What you need to do.
Condense the paragraph that begins "Also included in the exhibit" in the Connolly passage below into a short bulleted list that keeps its main facts.
## begin Passage
Connolly's recent photos include large-scale landscapes and portraits of ice machines. The desert landscapes, particularly a road-lonely triptych, are dusty and desolate. "There are a lot of photos in the show from Arizona," she says. "I love the washed-out light there." Connolly says that simply "seeing stuff" gives her ideas, but she also looks to other photographers for inspiration. "Sally Mann's printing is immaculate. I wish I could print like her. But I also like people like Robert Frank who aren't immaculate. He just makes things look good and trashy."

Also included in the exhibit is her new postcard series, printed using "deckle" die-cuts that give the cards those old-fashioned ragged edges. "It took me forever to find a printer who could do that kind of edge. When I finally found one, the guy said, 'Nobody has used that in years!' 'So what,' I said. 'Just go get it out of the warehouse!' "Shot in color using a half-frame camera that takes two photos on one 35mm negative, the photo cards have super-saturated colors and unexpected combinations of images, both vivid and fragmented, like half-remembered dreams.
## end Passage
## begin Material
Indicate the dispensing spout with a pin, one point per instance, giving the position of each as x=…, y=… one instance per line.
## end Material
Answer in full.
- The exhibit includes Connolly's new postcard series.
- The cards are printed with "deckle" die-cuts that give them old-fashioned ragged edges.
- Finding a printer who could make that edge took her a very long time. The printer she found said nobody had used it in years, and she told him to get it out of the warehouse.
- The cards were shot in color with a half-frame camera that puts two photos on one 35mm negative.
- They have super-saturated colors and unexpected combinations of images, vivid yet fragmented, like half-remembered dreams.